- _DIRECTIONS FOR THIS TASK_
Report how many lines in the records that follow have the word "hand" in them, giving the number and nothing more.

- _Saved entries_
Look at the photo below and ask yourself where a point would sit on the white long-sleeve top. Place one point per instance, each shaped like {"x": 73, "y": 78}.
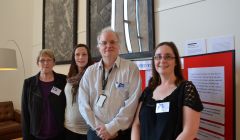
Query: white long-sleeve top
{"x": 123, "y": 90}
{"x": 73, "y": 119}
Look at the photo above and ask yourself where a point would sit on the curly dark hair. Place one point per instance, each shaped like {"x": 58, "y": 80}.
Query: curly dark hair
{"x": 155, "y": 80}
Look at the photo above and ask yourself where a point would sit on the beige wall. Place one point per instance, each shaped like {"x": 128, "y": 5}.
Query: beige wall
{"x": 21, "y": 21}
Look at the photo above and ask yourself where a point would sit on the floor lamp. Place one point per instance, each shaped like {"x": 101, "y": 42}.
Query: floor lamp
{"x": 8, "y": 58}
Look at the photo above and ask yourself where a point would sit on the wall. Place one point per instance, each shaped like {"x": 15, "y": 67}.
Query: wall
{"x": 22, "y": 21}
{"x": 204, "y": 19}
{"x": 17, "y": 25}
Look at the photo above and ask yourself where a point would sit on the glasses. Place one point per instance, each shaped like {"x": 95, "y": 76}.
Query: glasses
{"x": 104, "y": 43}
{"x": 165, "y": 57}
{"x": 47, "y": 61}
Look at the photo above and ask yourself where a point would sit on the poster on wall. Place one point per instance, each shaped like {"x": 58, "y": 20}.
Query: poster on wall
{"x": 214, "y": 81}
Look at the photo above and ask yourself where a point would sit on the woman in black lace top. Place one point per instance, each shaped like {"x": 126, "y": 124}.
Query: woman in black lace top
{"x": 170, "y": 106}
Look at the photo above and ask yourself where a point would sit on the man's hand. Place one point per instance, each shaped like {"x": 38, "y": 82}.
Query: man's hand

- _ANSWER AREA_
2